─── Record list ───

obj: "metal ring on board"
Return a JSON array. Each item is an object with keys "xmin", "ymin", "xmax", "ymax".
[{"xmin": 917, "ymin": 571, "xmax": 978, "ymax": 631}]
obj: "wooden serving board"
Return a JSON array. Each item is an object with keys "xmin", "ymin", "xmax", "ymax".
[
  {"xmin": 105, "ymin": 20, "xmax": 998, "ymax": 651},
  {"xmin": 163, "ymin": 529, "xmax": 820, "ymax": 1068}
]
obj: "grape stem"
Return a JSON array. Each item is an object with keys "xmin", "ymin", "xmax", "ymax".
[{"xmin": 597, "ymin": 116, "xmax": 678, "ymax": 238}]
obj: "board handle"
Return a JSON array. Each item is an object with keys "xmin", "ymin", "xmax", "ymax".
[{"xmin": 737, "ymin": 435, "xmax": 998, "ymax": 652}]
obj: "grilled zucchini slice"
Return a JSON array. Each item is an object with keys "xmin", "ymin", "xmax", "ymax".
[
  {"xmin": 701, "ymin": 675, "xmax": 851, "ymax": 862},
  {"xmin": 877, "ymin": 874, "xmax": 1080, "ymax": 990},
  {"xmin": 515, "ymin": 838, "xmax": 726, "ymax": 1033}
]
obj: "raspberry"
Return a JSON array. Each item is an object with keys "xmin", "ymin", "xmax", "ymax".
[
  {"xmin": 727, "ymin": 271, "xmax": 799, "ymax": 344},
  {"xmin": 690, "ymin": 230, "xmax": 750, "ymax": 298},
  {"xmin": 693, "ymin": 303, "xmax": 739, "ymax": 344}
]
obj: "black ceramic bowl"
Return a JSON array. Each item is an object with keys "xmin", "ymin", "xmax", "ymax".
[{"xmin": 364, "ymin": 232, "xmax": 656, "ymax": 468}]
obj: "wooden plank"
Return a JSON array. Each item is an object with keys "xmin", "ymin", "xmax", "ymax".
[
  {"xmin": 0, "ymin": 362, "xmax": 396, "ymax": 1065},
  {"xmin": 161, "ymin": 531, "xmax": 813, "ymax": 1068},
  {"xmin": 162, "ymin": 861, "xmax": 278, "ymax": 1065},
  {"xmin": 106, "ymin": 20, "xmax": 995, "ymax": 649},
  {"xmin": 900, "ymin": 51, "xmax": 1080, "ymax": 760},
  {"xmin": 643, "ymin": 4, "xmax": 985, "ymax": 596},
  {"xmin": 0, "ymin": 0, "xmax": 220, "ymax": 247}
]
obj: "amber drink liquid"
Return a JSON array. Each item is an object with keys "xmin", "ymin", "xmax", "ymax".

───

Problem description:
Which lines in the entries above contain the string "board"? Gather each of them, treating uppercase and lowercase as different.

Written answer:
obj: "metal ring on board"
obj: "wooden serving board"
obj: "board handle"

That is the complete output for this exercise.